▸ ENTRIES PROVIDED
§ §
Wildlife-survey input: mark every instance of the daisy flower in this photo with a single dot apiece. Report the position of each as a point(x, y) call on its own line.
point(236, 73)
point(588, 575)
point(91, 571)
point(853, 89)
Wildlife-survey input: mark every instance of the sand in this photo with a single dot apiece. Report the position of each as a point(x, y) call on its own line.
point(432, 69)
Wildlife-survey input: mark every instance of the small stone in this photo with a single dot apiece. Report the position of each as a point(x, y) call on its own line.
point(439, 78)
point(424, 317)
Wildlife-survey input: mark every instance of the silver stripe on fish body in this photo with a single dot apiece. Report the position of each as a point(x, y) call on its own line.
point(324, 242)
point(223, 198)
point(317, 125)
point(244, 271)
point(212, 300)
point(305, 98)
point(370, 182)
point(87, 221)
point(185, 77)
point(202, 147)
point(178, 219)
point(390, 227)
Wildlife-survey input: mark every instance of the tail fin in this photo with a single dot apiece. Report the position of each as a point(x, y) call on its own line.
§ §
▸ WHAT IS BEING ASKED
Please put the data, starting at the beginning and ending at the line that contains "point(424, 317)", into a two-column CSV headed instruction and response, with one row per instruction and its response. Wrap each field in quotation marks and replace its line breaks with spaces.

▸ RESPONSE
instruction,response
"Wildlife-survey input: mark every instance of the daisy flower in this photo with a single dot apiece. Report the position of each as a point(x, y) call on its own line.","point(236, 73) point(588, 575) point(91, 571) point(853, 89)"
"Wildlife-survey input: mark every instance of the sand in this photo with a single dot apiece. Report the position of each as a point(x, y) call on its own line.","point(432, 69)"
"Wildlife-survey input: mark every instance of the small stone in this photo with a single dot apiece. Report the position of each as a point(x, y) call on its own line.","point(439, 78) point(424, 317)"